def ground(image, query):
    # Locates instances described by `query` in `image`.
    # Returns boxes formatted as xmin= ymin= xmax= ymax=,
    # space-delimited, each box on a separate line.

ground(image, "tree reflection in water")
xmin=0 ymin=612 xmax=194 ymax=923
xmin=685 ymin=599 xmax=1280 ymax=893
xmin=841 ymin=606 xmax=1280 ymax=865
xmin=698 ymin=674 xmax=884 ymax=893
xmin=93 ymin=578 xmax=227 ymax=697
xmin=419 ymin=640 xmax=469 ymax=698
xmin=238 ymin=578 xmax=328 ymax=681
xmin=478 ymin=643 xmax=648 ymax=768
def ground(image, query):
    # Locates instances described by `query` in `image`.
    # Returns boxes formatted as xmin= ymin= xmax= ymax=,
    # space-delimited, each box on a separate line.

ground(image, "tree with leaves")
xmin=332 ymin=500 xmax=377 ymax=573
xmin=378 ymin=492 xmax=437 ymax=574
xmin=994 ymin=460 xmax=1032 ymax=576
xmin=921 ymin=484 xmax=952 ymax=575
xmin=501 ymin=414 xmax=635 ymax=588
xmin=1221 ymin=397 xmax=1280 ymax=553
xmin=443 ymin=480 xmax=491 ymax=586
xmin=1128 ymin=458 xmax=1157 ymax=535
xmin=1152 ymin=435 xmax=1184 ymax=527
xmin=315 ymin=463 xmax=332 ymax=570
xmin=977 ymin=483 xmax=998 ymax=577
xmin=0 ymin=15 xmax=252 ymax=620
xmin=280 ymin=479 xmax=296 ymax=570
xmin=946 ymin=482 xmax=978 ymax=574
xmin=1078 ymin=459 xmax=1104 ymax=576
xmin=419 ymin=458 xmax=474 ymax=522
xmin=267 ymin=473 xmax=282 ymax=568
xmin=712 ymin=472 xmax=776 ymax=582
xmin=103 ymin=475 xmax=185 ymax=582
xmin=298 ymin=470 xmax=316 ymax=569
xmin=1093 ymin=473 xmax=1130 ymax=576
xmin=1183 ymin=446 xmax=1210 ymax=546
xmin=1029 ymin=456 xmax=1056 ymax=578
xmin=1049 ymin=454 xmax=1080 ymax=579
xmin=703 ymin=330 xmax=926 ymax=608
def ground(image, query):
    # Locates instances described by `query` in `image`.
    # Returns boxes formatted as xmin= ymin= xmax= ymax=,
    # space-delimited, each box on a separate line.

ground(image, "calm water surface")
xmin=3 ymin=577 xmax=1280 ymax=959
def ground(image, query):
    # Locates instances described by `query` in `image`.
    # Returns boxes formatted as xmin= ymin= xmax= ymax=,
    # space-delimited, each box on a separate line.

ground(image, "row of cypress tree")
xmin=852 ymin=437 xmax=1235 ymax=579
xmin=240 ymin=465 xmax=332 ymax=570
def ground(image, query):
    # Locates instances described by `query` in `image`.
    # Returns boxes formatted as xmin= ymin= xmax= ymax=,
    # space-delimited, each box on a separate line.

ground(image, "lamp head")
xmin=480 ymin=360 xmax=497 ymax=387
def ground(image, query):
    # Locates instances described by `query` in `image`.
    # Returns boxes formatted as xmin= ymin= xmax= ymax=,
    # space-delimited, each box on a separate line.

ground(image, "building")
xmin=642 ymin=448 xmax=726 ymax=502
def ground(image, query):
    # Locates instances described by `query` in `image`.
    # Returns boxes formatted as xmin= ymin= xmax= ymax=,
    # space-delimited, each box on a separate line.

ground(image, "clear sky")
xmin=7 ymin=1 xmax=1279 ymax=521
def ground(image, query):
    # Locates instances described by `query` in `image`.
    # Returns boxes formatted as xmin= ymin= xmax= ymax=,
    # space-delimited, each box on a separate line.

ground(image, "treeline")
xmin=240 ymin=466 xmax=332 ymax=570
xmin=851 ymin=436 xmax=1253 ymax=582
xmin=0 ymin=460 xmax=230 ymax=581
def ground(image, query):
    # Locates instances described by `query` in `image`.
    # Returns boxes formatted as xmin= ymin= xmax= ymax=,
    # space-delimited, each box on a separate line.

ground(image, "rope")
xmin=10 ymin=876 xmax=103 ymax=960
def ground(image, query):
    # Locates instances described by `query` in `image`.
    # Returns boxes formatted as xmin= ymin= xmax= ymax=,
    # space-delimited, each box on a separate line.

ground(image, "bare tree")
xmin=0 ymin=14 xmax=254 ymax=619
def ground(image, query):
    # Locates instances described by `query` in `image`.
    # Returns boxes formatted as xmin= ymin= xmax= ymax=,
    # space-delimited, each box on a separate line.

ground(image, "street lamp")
·····
**Activity**. Everything in the listing needs to be duplicated exactly, line for line.

**Response area**.
def ground(image, query):
    # Locates instances described by `query` in `image`.
    # Returns boxes formatted as xmin= ymin= xmax= ymax=,
    # space-delimited, each box on a separate line.

ground(image, "tree reflection in water")
xmin=0 ymin=612 xmax=194 ymax=923
xmin=685 ymin=599 xmax=1280 ymax=893
xmin=841 ymin=606 xmax=1280 ymax=865
xmin=698 ymin=674 xmax=884 ymax=893
xmin=93 ymin=578 xmax=227 ymax=697
xmin=419 ymin=640 xmax=469 ymax=698
xmin=238 ymin=578 xmax=328 ymax=681
xmin=478 ymin=643 xmax=648 ymax=768
def ground(image, query):
    # Locates instances described by `query` in `image`.
    # Returns boxes formatted as xmin= ymin= xmax= ymax=,
    # space-delimited, each box on a separate line.

ground(image, "tree with leaves")
xmin=332 ymin=500 xmax=377 ymax=573
xmin=378 ymin=492 xmax=437 ymax=574
xmin=994 ymin=460 xmax=1032 ymax=576
xmin=921 ymin=484 xmax=952 ymax=575
xmin=501 ymin=414 xmax=635 ymax=588
xmin=1221 ymin=397 xmax=1280 ymax=553
xmin=443 ymin=480 xmax=491 ymax=586
xmin=1128 ymin=458 xmax=1157 ymax=535
xmin=1152 ymin=435 xmax=1184 ymax=527
xmin=315 ymin=463 xmax=332 ymax=570
xmin=977 ymin=483 xmax=998 ymax=577
xmin=0 ymin=15 xmax=252 ymax=620
xmin=280 ymin=479 xmax=296 ymax=570
xmin=946 ymin=482 xmax=978 ymax=574
xmin=1078 ymin=459 xmax=1104 ymax=576
xmin=419 ymin=458 xmax=474 ymax=522
xmin=267 ymin=473 xmax=282 ymax=568
xmin=712 ymin=472 xmax=776 ymax=582
xmin=103 ymin=475 xmax=185 ymax=582
xmin=298 ymin=470 xmax=316 ymax=569
xmin=1093 ymin=473 xmax=1130 ymax=576
xmin=1183 ymin=446 xmax=1210 ymax=546
xmin=1029 ymin=456 xmax=1056 ymax=578
xmin=1049 ymin=454 xmax=1080 ymax=579
xmin=703 ymin=330 xmax=926 ymax=608
def ground(image, query):
    # Locates instances described by `query` in `image`.
    # Returns boxes formatted as xmin= ymin= xmax= ymax=,
    # space-delimited, each box on a separate line.

ground(image, "calm water surface")
xmin=3 ymin=577 xmax=1280 ymax=959
def ground(image, query):
    # Locates instances described by `query` in `image`.
    # Returns boxes formatted as xmin= ymin= xmax= ymax=,
    # space-delimited, each box on a separate line.

ground(image, "row of cypress tree")
xmin=852 ymin=437 xmax=1235 ymax=579
xmin=240 ymin=465 xmax=332 ymax=570
def ground(image, query):
    # Locates instances described by `query` in `image`.
    # Returns boxes formatted as xmin= ymin= xmax= ymax=,
    # space-delimited, each box on a separate line.

ground(image, "lamp head")
xmin=480 ymin=360 xmax=497 ymax=387
def ground(image, query):
    # Locates instances described by `query` in `image`.
    # Returns boxes formatted as xmin= ymin= xmax= ymax=,
    # space-delimited, each box on a separate line.

ground(image, "building")
xmin=642 ymin=448 xmax=726 ymax=502
def ground(image, query):
    # Locates instances described by `query` in `image`.
    # Returns boxes formatted as xmin= ymin= xmax= ymax=,
    # space-delimited, each box on a separate line.

ground(image, "clear sky")
xmin=7 ymin=1 xmax=1279 ymax=521
def ground(image, query):
    # Locates instances described by `query` in `image`.
    # Returns boxes formatted as xmin= ymin= xmax= ymax=,
    # space-delimited, each box on a separate line.

ground(image, "treeline")
xmin=240 ymin=466 xmax=332 ymax=570
xmin=851 ymin=436 xmax=1253 ymax=582
xmin=0 ymin=460 xmax=230 ymax=581
def ground(image, query):
    # Locates instances described by `query` in `image`.
    # Returns boxes formatted as xmin= ymin= xmax= ymax=,
    # space-delimited, each box on a separate line.

ground(image, "rope")
xmin=10 ymin=876 xmax=103 ymax=960
def ground(image, query):
    # Locates instances described by `query` in `image`.
    # Returns boxes formatted as xmin= ymin= xmax= ymax=,
    # space-delimited, each box on a separate line.

ground(image, "bare tree")
xmin=0 ymin=14 xmax=254 ymax=619
def ground(image, query):
    # Locates instances described by `query` in `image`.
    # Returns boxes formatted as xmin= ymin= xmax= ymax=,
    # space-delimited, each box on a separate line.

ground(image, "street lamp")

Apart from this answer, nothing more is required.